## Okuma metni
+===+
İlkel Sosyalizmden Kapitalizme İlk Geçiş
Doğu ile Batı
arasındaki Tarihsel Gidiş yarışında, Roma, Batı ve Kuzey Avrupa’yı kaplayınca,
taşıyamayacağı yükün altına girmiş gibi oldu:
“Romen idaresi ve hukuku, her yanda ırk bağlarını ve onlarla birlikte
mahallî ve millî en son bağımsızlık kalıntısını eritmişti.
Roma Kentdaşının taptaze kalitesi bir taviz yerine geçmiyordu; o, hiç
bir milliyeti ifade etmek şöyle dursun, yalnız milliyet yokluğunu ifade
ediyordu.
Her yanda yeni millet elemanları vardı; Lâtin lehçesi çeşitli
eyaletlerde gittikçe birbirinden farklılaşıyordu; vaktiyle İtalya’yı, Galya’yı,
İspanya’yı, Afrika’yı bağımsız ülkeler haline getirmiş bulunan tabiî sınırlar
hâlâ olduğu gibi duruyordu ve kendini hissettiriyordu.
Ama hiç bir yerde bir gelişim kabiliyetinin, bir dayanış gücünün, hele
bir yaratıcı kudretin izine tozuna rastlanmıyordu.
Bu uçsuz bucaksız ülkenin koskoca insan yığınını birleşik tutan bir tek
bağ vardı: Roma Devleti.
Ve bu devlet de, zamanla o insan yığınının en berbat düşmanı ve zâlimi
haline gelmişti.
Eyaletler Roma’yı iflâs ettirmişlerdi; Roma’nın kendisi de, ötekiler
gibi bir eyalet şehri olmuştu…
Roma Devleti, işi gücü tabalarını sömürmek olan dev yapılı bir karışık
makine haline gelmişti.
Her çeşit vergiler, angaryalar ve müsadereler, halk yığınını her gün
daha derinleşen bir yoksulluğun içine atıyordu.
Valilerin vergi tahsildarlarının, askerlerin keyfî vergi ve resim
kesişleri dayanılmaz bir dereceye çıkmıştı.
Dünyaya Roma Devleti’nin egemen olması işte bu sonuca varmıştı; bu
devlet var olma hakkını içeride düzeni koruma ve dışarıda barbarlara karşı
kanat germe üzerine dayandırıyordu.
Ama, onun düzeni, en hoyrat kargaşalıktan beş beterdi; barbarlara karşı
yurttaşları koruduğu iddiasında bulunuyordu; yurttaşlarsa barbarları kurtarıcı
gibi bekliyorlardı.
Roma medeniyeti ile denkleşen Barbarlık: Avrupada millet gelişimini
billûrlaştırdı.
“Sosyal durum daha az umutsuz değildi.
Cumhuriyetin son günlerinden beri Roma egemenliği, zapt edilmiş
eyaletlerin hayâsızca sömürülmesi noktasından yola çıkmıştı; İmparatorluk bu
durumu ortadan kaldırmamıştı, belki tersine düzenlemişti.
+===+
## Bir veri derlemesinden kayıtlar
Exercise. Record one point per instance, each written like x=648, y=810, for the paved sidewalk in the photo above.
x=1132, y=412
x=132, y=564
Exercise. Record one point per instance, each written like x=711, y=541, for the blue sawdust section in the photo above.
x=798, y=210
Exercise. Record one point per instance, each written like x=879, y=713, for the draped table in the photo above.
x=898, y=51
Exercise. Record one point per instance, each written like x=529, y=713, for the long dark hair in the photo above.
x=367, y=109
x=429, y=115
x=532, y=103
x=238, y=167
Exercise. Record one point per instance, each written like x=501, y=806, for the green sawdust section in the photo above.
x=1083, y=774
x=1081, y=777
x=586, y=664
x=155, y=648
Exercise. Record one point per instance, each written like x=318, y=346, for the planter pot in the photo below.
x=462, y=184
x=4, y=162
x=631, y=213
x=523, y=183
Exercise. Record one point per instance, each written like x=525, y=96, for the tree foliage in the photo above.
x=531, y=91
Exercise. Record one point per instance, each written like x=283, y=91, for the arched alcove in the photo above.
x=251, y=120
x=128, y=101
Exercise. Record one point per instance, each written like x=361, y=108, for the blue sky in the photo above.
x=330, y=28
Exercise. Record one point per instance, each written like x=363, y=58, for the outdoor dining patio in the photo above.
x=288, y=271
+===+
## Yapılacak iş
Lütfen Roma Devleti'nin çöküşünü anlatan metni son cümlesinden sonra devam ettirin.

## Yanıt
İmparatorluk çökmeye yüz
tuttukça, vergiler ve müsadereler daha çok artıyor, memurlar daha büyük bir
vicdansızlıkla çapul ediyorlar, sıkıştırdıkları halkın suyunu çıkarıyorlardı.
Uluslar egemeni geçinen Romalıların: Ticaret ve sanayi hiç bir zaman
yaptıkları iş değildi; onlar yalnız tefecilikte bütün kendilerinden önce ve
sonra gelmiş, gelecekleri aşıp geçmişlerdi.
Vaktiyle var olup muhafaza
edilen ticaret adına ne kalmışsa, o memurların keyfi vergi, resim kesişleri
altında yok edilmişti; ticaret diye kalan şey ancak imparatorluğun Grek
bölümünde bulunuyordu, o da incelememizin dışında idi.
Genel fukaralaşma, ticaretin, el işinin, güzel sanatın gerilemesi,
nüfusun azalması, şehirlerin çökmesi, ziraatin daha aşağı bir duruma dönmesi:
İşte Roma’nın evrensel egemenliğinin en son neticesi bu olmuştu.
Bezirgân
ekonominin hazır yiyiciliğini azdıran
Tefecilik, bütün toplum üretici gelişimini eritti.
“Bütün kadim dûnyanın başlıca üretim kolu olan ziraat, bundan da bin
kere daha kötüleşmişti.
İtalya’da, Cumhuriyet sonundan beri hemen bütün araziyi kaplamış
bulunan uçsuz bucaksız çiftlikler, iki tarzda değerlendirilmeye konulmuştu; ya
otlaktılar da ahalinin yerine koyunlarla sığırlar geçmişti, bunların bakımı pek
az sayıda köleyle oluyordu; yahut arazi villa olmuştu: Orada köle yığınları,
kısmen mal sahibinin lüksü, için kısmen şehir piyasaları için, büyük ölçüde
bahçıvanlık yapıyorlardı.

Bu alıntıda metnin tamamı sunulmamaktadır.